• Exercise task: Report every line of the items below that contains the string "pillow", treating uppercase and lowercase as distinct.

• Records for this task:
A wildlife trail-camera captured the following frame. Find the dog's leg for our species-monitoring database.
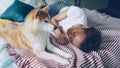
[47,38,72,58]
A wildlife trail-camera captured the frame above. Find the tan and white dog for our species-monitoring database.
[0,8,72,65]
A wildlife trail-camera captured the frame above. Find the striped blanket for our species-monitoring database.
[0,9,120,68]
[2,35,104,68]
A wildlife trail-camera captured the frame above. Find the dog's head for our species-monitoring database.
[25,8,54,32]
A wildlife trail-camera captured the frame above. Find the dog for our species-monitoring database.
[0,8,72,65]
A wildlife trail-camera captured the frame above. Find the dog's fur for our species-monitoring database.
[0,8,72,65]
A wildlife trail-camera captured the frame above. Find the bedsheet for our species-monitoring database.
[0,34,104,68]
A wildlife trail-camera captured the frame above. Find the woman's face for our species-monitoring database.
[67,24,86,48]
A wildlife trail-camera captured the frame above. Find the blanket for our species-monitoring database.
[0,34,104,68]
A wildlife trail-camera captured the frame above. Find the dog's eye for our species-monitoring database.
[44,20,48,23]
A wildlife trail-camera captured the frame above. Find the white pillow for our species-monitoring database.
[0,0,15,15]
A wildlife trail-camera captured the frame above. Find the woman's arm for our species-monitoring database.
[51,10,68,27]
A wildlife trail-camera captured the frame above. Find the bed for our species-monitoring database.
[0,0,120,68]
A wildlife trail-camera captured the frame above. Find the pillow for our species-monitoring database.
[0,0,34,22]
[84,9,120,68]
[0,0,15,15]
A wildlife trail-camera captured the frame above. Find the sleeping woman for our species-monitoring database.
[42,1,101,52]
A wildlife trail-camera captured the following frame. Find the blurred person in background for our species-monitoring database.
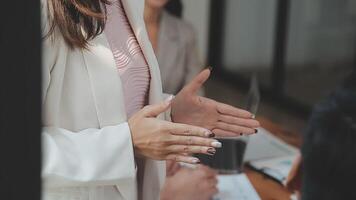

• Full response:
A wildlife trail-camera captured the frame above. Find the white pillow for our species-monitoring database.
A wildlife trail-camera captured the frame above. Find the pillow for our species-monitoring database.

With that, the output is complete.